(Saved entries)
_ _ _ _

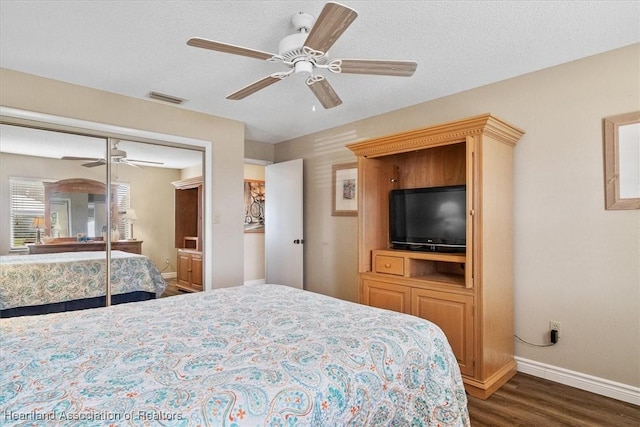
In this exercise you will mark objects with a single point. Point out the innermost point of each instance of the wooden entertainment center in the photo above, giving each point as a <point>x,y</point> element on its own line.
<point>470,294</point>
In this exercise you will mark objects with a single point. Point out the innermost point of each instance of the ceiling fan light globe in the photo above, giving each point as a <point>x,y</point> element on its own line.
<point>304,67</point>
<point>302,20</point>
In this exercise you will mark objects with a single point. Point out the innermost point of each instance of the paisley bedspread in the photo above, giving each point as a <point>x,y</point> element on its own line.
<point>29,280</point>
<point>254,355</point>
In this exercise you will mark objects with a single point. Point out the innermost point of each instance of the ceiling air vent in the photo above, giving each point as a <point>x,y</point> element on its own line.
<point>166,98</point>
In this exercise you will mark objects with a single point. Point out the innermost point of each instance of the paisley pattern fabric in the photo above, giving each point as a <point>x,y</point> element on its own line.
<point>27,280</point>
<point>255,355</point>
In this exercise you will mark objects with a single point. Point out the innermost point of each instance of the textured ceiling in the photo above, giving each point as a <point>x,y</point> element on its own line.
<point>133,47</point>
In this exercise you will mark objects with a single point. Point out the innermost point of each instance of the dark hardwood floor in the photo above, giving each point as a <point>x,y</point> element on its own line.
<point>531,401</point>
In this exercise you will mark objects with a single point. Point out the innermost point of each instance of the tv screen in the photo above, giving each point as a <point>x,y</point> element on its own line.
<point>429,219</point>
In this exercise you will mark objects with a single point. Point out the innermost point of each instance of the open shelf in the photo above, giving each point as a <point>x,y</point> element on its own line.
<point>448,268</point>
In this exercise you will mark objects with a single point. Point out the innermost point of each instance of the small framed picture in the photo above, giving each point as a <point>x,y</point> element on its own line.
<point>345,189</point>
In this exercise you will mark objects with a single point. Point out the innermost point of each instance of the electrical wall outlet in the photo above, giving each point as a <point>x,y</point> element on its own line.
<point>554,325</point>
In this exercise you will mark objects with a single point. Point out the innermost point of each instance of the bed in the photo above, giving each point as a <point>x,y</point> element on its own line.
<point>49,283</point>
<point>254,355</point>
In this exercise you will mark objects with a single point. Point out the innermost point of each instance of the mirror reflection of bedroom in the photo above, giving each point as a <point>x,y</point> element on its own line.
<point>94,221</point>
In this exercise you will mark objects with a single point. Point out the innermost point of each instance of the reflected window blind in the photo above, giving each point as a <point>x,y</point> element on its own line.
<point>26,203</point>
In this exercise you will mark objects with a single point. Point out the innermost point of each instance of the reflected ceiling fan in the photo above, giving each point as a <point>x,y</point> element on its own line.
<point>117,156</point>
<point>306,51</point>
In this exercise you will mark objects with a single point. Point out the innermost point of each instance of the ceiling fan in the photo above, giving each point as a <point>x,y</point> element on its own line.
<point>306,51</point>
<point>117,156</point>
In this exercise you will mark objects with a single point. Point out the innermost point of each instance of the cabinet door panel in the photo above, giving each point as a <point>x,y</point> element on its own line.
<point>453,313</point>
<point>386,295</point>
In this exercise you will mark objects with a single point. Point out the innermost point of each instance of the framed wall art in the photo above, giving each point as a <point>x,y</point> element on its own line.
<point>345,189</point>
<point>253,206</point>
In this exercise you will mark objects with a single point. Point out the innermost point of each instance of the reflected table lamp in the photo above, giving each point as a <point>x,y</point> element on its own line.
<point>38,223</point>
<point>130,215</point>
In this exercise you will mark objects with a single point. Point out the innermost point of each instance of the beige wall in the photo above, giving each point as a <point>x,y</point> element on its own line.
<point>32,93</point>
<point>155,214</point>
<point>575,262</point>
<point>254,254</point>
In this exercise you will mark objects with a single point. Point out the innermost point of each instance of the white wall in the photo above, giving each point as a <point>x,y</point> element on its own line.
<point>575,262</point>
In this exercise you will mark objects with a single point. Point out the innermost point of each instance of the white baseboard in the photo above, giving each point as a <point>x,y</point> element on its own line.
<point>607,388</point>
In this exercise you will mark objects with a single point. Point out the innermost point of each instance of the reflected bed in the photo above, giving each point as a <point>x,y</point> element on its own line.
<point>49,283</point>
<point>249,355</point>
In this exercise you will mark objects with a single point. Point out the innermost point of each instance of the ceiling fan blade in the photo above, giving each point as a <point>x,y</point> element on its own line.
<point>378,67</point>
<point>95,159</point>
<point>324,92</point>
<point>254,87</point>
<point>229,48</point>
<point>332,22</point>
<point>94,164</point>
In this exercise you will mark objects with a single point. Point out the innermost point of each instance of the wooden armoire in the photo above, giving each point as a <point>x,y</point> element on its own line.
<point>470,294</point>
<point>188,233</point>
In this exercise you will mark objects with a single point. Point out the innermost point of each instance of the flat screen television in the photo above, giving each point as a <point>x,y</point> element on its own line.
<point>429,219</point>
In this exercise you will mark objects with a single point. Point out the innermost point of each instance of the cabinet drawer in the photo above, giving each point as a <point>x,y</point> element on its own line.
<point>389,265</point>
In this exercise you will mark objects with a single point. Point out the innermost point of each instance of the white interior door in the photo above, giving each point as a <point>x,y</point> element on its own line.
<point>284,224</point>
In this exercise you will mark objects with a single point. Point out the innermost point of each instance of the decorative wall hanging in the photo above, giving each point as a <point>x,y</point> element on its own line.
<point>622,161</point>
<point>345,189</point>
<point>253,206</point>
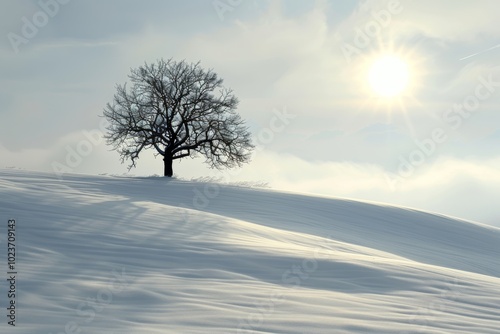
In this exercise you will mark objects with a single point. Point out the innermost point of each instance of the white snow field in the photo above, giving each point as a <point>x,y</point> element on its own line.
<point>101,254</point>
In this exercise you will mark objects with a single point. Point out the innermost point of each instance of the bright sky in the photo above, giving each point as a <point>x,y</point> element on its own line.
<point>390,101</point>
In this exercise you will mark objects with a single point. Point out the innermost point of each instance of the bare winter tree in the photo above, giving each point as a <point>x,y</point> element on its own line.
<point>179,110</point>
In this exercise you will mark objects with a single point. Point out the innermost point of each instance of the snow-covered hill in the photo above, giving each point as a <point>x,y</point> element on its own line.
<point>151,255</point>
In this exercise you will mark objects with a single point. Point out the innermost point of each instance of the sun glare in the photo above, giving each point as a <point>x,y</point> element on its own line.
<point>388,76</point>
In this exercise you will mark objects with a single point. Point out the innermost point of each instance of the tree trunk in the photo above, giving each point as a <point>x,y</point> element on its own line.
<point>167,166</point>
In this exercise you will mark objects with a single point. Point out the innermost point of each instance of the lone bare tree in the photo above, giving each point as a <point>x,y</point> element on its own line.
<point>180,110</point>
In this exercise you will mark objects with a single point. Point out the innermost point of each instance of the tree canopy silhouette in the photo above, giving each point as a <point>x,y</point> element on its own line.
<point>179,110</point>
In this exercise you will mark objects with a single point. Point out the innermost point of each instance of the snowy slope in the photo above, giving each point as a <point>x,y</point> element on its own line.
<point>151,255</point>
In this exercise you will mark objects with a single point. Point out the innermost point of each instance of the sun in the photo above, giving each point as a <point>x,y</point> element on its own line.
<point>389,76</point>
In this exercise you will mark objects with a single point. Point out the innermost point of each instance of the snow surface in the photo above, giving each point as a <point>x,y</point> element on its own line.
<point>155,255</point>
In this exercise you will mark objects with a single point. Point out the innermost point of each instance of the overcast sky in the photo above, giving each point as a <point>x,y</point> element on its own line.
<point>301,72</point>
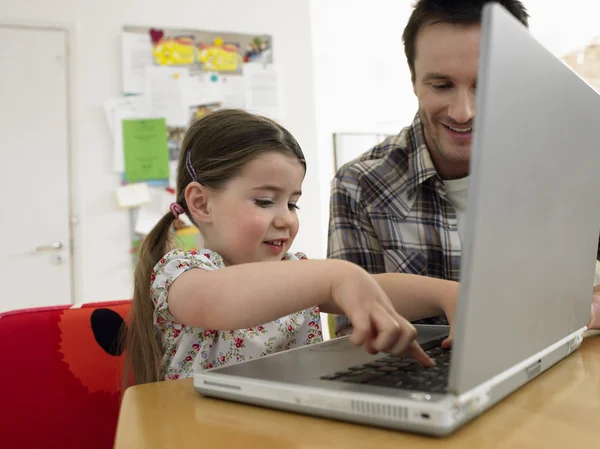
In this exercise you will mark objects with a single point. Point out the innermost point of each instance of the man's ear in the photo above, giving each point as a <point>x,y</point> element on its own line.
<point>197,200</point>
<point>412,80</point>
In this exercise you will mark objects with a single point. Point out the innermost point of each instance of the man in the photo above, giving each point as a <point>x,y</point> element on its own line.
<point>401,206</point>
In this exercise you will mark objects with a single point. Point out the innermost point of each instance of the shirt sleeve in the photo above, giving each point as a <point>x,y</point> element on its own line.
<point>351,235</point>
<point>166,271</point>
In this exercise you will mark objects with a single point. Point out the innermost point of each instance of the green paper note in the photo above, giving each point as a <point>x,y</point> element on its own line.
<point>146,150</point>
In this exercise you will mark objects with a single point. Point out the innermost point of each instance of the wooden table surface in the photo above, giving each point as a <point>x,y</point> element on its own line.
<point>559,409</point>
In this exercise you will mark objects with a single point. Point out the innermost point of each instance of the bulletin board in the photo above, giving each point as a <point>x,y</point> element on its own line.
<point>170,78</point>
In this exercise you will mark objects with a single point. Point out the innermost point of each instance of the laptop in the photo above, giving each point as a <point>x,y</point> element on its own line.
<point>527,268</point>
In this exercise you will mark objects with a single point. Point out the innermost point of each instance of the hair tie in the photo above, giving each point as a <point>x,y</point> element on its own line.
<point>176,210</point>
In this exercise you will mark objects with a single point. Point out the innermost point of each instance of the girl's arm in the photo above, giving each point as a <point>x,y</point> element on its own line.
<point>416,297</point>
<point>247,295</point>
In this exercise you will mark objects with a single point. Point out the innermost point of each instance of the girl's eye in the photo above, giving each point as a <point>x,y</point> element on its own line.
<point>263,203</point>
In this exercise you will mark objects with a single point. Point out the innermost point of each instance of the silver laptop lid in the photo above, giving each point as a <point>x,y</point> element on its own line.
<point>533,217</point>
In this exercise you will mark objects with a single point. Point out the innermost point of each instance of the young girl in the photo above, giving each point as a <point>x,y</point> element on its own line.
<point>239,181</point>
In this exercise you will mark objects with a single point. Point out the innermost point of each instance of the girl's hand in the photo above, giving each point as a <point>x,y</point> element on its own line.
<point>376,324</point>
<point>595,315</point>
<point>448,305</point>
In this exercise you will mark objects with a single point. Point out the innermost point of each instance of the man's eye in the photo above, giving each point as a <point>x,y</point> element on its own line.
<point>263,203</point>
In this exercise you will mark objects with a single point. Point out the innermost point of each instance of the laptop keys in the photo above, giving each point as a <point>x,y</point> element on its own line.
<point>400,372</point>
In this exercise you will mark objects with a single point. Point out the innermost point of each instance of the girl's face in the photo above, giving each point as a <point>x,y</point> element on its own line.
<point>253,218</point>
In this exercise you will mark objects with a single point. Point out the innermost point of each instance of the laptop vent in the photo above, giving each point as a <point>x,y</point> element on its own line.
<point>376,410</point>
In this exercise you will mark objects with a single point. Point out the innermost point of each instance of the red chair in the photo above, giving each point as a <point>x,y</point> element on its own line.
<point>61,376</point>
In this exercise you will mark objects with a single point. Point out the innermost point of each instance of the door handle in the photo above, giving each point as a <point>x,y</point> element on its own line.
<point>54,246</point>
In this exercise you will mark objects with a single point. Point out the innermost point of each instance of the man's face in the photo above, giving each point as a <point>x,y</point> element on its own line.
<point>445,79</point>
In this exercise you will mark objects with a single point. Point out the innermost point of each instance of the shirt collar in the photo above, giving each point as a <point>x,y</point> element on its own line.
<point>420,165</point>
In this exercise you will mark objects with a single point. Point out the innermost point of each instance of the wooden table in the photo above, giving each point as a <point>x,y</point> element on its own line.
<point>560,409</point>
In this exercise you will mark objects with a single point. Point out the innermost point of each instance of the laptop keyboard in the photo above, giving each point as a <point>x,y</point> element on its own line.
<point>401,372</point>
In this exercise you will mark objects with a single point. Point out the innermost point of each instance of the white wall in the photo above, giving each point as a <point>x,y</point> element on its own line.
<point>104,263</point>
<point>362,81</point>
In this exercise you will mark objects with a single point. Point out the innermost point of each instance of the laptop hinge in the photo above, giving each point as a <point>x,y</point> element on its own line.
<point>478,397</point>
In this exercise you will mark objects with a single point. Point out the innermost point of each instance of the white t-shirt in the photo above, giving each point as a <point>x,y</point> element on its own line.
<point>457,190</point>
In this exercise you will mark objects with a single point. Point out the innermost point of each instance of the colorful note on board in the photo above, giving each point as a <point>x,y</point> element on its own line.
<point>146,150</point>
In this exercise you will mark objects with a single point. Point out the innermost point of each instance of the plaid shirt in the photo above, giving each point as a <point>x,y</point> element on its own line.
<point>389,213</point>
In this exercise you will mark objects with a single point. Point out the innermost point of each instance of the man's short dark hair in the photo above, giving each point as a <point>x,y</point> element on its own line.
<point>461,12</point>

_ _ _ _

» **SHORT PROBLEM**: Update everything from the line containing "the man's face" down to the line containing "<point>445,79</point>" by replacing "innermost" with "central", leaving all other text unchanged.

» **REPLY TO THE TASK**:
In this exercise you will mark objects with a single point. Point out the central point of each instance of the man's face in the photo above, giving each point as a <point>x,y</point> element on its own line.
<point>445,79</point>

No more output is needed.